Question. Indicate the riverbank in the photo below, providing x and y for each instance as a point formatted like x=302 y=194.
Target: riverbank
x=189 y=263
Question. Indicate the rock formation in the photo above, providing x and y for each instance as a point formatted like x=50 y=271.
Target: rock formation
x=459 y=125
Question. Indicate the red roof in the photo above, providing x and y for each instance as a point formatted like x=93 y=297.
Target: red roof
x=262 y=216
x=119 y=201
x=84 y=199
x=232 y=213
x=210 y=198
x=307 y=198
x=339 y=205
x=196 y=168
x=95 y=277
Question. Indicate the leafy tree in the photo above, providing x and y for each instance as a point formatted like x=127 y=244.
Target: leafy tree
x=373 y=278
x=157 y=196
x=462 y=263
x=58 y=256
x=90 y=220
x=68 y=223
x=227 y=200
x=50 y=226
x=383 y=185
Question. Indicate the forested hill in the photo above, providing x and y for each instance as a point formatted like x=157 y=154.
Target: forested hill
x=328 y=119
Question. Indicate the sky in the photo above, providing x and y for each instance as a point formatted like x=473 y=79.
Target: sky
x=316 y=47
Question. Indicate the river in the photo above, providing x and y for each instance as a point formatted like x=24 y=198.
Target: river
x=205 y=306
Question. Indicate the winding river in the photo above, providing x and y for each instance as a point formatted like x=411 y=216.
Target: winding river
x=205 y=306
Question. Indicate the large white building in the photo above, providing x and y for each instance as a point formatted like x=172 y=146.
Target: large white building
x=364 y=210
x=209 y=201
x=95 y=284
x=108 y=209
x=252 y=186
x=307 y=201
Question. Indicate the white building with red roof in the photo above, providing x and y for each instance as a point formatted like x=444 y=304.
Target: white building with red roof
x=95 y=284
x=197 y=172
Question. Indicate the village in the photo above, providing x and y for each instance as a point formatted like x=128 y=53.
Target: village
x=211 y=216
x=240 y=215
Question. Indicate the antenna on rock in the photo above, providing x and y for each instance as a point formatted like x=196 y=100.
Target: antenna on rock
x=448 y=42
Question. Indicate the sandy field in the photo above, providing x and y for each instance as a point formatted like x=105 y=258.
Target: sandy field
════════════════════
Quote all of the rows above verbatim, from the first line through the last.

## [Solution to this exercise]
Question. Indicate the riverbank in the photo below, providing x and y for each instance as a point formatted like x=302 y=194.
Target: riverbank
x=189 y=263
Question. Indicate the rock formation in the photo above, providing x and y for each instance as a point formatted like x=50 y=271.
Target: rock formation
x=459 y=125
Question. Indicate the red roof in the photo above, providing x and y for each instance as a point formatted like x=93 y=297.
Target: red roof
x=262 y=216
x=119 y=201
x=84 y=199
x=232 y=213
x=210 y=198
x=307 y=198
x=339 y=205
x=196 y=168
x=95 y=277
Question. Indicate the leafy tree in the photo above, providing x and y for each instance as a point formatted like x=127 y=244.
Target: leafy tree
x=373 y=278
x=157 y=196
x=462 y=263
x=58 y=256
x=90 y=220
x=68 y=223
x=227 y=200
x=50 y=226
x=383 y=185
Question. Indicate the forested hill in the photo above, providing x and y for each instance as a point formatted like x=157 y=154.
Target: forested hill
x=328 y=119
Question. Indicate the sky in the photo above, providing x and y for each instance as a point formatted like x=473 y=79.
Target: sky
x=316 y=47
Question. Indicate the river in the photo above, providing x and y for each instance as a point formatted like x=24 y=198.
Target: river
x=205 y=306
Question. Indicate the winding river in the photo above, providing x and y for each instance as a point formatted like x=411 y=216.
Target: winding river
x=205 y=306
Question. Indicate the large white building in the photo above, providing x and y for each instance as a point formatted like x=172 y=146.
Target: large white building
x=364 y=210
x=209 y=201
x=95 y=284
x=108 y=209
x=252 y=186
x=307 y=201
Question. Indicate the white building with red roof in the photo above, providing x and y for each instance as a point formatted like x=444 y=304.
Target: white building with red roof
x=95 y=284
x=197 y=172
Question. Indicate the village in the photo above, providing x and y for each instance as a point formatted like x=128 y=53.
Target: village
x=211 y=216
x=240 y=215
Question. Indicate the antenna on rock in the photo above, providing x and y for each instance as a point formatted like x=196 y=100.
Target: antenna on rock
x=448 y=42
Question. Indicate the sandy field in the photo above, providing x and y for each instance as a point formatted like x=105 y=258.
Target: sandy field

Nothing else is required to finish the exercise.